+++ GEZEIGTER TEXTAUSZUG +++
Drogenabhängigkeit – Wie ein Geist
Mit 14 wird Guido drogensüchtig, ganz still und leise. Als Eltern und Bruder es erkennen, ist es fast zu spät – es beginnt ein Horrortrip für die ganze Familie.
Die schwarzen Pupillen so groß, dass sie das strahlende Blau seiner Augen ganz an den Rand gedrängt haben, um den Mund ein irres /Zucken, die Haare fettig, die Hände zitternd, so stand er da und schrie. An dieses Bild erinnern sich die Eltern. Damals schrie er oft. Miteinander sprechen war schon lange nicht mehr möglich, nicht über Alltägliches, schon gar nicht über das Problem. Immer wurde er
aggressiv. Er war kaum noch zu Hause und wenn sie ihn zu Gesicht bekamen, war er entweder auf dem Weg ins Bett oder auf dem Weg in den nächsten Abgrund.
Und wie er da so stand, mit diesen Augen, die nicht seine waren, sahen seine Eltern nur einen Körper, eine Hülle, ausgemergelt, vollgestopft mit Alkohol, mit Gras, mit Speed, mit Ecstasy oder mit Crystal. Vor ihnen stand die Sucht, aber nicht ihr Sohn. Der war verloren gegangen.
Eine Familie will erzählen, wie die Drogensucht ihres Sohnes das Leben aller Familienmitglieder veränderte, bis vor zwei Jahren, als es plötzlich vorbei war. Die Familie, das sind Mutter Daniela, Vater Wolf, ihr älterer Sohn Trutz und der jüngere Guido. Ungefähr 2013 wurde Guido drogenabhängig, heimlich und leise. Darauf folgten sieben laute und zerstörerische Jahre.
Heute wollen alle Familienmitglieder darüber sprechen, was diese Zeit mit ihnen gemacht hat. Sie wollen über Momente sprechen, die ihnen im Nachhinein wie Warnsignale erscheinen, die sie übersehen haben. Über Nächte, in denen sie nicht wussten, ob Guido tot ist oder lebt, über die Fragen nach Schuld und die lähmende Einsicht, dass Sucht ein Gegner außer Konkurrenz ist. Die ganze Familie hat sich viele Jahre gefragt: Wie konnte das alles nur passieren?
2021 haben bei einer Umfrage der Bundeszentrale für gesundheitliche Aufklärung 9,3 Prozent der Jugendlichen zwischen 12 und 17 Jahren bestätigt, mindestens einmal in ihrem Leben Cannabis konsumiert zu haben. Bei den 18- bis 25-Jährigen waren es 50 Prozent. Das ist der höchste erhobene Wert seit 1973.
+++ VORLIEGENDE AUFLISTUNG +++
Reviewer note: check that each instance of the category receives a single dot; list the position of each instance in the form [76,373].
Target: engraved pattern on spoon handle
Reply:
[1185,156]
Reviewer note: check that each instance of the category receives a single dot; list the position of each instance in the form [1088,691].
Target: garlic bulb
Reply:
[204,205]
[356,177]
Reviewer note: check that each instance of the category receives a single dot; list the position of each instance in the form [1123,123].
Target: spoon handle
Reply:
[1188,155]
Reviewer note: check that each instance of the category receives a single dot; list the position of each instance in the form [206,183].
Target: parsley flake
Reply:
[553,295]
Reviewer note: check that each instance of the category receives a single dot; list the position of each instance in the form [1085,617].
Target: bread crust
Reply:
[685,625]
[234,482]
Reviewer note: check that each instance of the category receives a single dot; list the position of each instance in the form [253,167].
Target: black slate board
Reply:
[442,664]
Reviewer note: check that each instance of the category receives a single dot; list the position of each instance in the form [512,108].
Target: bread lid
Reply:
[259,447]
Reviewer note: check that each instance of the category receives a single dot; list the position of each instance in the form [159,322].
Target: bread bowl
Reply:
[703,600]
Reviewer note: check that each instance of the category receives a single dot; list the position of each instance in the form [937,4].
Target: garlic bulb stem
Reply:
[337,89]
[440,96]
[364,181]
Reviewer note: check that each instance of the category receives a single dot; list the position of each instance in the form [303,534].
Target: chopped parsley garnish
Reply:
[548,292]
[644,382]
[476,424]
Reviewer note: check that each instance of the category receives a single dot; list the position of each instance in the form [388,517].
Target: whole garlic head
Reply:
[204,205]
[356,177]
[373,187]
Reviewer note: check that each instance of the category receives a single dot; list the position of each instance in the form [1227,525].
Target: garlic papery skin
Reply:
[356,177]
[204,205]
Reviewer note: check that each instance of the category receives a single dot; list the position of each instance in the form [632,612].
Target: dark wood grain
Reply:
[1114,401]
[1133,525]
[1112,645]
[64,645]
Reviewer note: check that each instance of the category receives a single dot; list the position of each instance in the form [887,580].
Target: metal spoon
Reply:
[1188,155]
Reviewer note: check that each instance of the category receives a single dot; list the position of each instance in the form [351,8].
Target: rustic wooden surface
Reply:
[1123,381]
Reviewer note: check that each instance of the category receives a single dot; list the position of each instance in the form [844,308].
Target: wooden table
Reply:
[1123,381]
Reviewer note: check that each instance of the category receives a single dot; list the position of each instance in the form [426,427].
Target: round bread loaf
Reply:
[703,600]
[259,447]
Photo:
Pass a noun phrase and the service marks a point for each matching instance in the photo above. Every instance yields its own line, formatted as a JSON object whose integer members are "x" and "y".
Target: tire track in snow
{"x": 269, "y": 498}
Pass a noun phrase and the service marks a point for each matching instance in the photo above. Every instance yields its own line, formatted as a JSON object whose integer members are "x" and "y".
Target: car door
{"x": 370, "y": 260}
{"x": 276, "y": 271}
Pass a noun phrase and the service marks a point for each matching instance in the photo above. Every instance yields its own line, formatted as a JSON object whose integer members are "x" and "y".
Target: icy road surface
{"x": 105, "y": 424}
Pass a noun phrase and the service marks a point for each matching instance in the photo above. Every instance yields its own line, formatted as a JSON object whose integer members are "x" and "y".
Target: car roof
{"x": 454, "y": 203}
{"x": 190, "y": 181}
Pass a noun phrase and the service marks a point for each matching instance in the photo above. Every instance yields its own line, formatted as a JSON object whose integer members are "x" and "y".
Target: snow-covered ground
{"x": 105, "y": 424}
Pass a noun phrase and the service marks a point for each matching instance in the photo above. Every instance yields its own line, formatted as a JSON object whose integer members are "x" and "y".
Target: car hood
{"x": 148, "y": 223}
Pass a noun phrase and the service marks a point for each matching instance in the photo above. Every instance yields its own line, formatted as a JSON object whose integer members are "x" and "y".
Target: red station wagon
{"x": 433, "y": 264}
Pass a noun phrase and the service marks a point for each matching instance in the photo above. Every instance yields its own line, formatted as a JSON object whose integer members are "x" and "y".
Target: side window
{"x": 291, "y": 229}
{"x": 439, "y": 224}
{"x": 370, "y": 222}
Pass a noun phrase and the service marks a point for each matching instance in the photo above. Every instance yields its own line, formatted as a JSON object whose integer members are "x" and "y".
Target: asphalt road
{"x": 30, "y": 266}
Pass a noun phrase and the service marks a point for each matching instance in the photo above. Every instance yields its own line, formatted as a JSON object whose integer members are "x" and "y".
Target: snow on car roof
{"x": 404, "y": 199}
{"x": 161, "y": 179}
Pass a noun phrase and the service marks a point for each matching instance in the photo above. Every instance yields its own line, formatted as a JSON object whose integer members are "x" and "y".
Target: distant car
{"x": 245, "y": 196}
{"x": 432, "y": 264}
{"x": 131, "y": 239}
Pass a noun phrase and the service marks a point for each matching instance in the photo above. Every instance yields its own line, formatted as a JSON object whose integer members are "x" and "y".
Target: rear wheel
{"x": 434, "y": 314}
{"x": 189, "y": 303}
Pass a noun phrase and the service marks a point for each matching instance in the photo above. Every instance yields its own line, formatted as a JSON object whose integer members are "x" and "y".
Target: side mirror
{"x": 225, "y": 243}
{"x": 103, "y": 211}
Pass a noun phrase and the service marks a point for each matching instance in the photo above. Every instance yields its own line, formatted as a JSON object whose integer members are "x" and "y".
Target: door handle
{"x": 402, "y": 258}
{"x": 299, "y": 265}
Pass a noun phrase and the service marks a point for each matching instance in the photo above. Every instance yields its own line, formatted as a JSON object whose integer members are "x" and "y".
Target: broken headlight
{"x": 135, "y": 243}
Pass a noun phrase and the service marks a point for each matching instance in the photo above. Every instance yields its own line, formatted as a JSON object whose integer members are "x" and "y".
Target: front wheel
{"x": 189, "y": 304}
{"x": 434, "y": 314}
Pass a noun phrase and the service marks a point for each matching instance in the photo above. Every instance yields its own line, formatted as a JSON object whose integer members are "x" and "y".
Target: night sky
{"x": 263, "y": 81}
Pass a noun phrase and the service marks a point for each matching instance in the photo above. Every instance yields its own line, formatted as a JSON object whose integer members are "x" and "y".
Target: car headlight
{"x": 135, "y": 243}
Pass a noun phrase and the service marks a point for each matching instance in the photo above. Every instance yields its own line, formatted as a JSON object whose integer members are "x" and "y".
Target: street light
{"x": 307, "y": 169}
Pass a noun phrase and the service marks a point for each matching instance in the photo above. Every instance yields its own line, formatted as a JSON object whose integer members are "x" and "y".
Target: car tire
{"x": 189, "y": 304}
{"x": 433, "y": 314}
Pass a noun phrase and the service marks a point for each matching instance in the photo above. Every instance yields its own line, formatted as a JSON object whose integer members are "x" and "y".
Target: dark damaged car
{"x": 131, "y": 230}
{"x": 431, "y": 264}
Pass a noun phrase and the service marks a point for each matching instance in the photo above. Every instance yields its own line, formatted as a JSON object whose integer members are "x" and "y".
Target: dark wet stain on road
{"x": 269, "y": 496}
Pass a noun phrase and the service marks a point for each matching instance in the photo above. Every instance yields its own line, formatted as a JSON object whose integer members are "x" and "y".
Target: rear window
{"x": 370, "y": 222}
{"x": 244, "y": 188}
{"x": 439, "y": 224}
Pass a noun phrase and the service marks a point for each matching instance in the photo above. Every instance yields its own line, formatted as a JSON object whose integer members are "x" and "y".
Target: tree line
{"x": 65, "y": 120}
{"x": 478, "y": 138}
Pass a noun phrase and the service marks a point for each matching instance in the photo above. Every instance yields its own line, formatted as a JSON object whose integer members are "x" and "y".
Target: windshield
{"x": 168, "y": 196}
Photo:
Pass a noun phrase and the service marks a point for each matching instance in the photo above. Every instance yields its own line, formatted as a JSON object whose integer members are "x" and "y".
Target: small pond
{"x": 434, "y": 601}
+++
VERSTÄNDNISFRAGEN
(a) Beantworten Sie anhand des Textauszugs über Guidos Drogensucht die folgenden Fragen:
(i) In welchem Alter wurde Guido drogensüchtig?
(ii) Wie heißt Guidos älterer Bruder?
(iii) Wie viel Prozent der 18- bis 25-Jährigen gaben 2021 an, mindestens einmal Cannabis konsumiert zu haben?
(b) Geben Sie einen Abschnitt aus dem Textauszug über Guidos Drogensucht wortgetreu wieder. Setzen Sie bei den Worten „Drogenabhängigkeit – Wie“ ein und enden Sie nach „den nächsten Abgrund.“.

ERWARTETE ANTWORTEN
(a)
(i) Mit 14 Jahren.
(ii) Trutz.
(iii) 50 Prozent.

(b)
Drogenabhängigkeit – Wie ein Geist
Mit 14 wird Guido drogensüchtig, ganz still und leise. Als Eltern und Bruder es erkennen, ist es fast zu spät – es beginnt ein Horrortrip für die ganze Familie.
Die schwarzen Pupillen so groß, dass sie das strahlende Blau seiner Augen ganz an den Rand gedrängt haben, um den Mund ein irres /Zucken, die Haare fettig, die Hände zitternd, so stand er da und schrie. An dieses Bild erinnern sich die Eltern. Damals schrie er oft. Miteinander sprechen war schon lange nicht mehr möglich, nicht über Alltägliches, schon gar nicht über das Problem. Immer wurde er
aggressiv. Er war kaum noch zu Hause und wenn sie ihn zu Gesicht bekamen, war er entweder auf dem Weg ins Bett oder auf dem Weg in den nächsten Abgrund.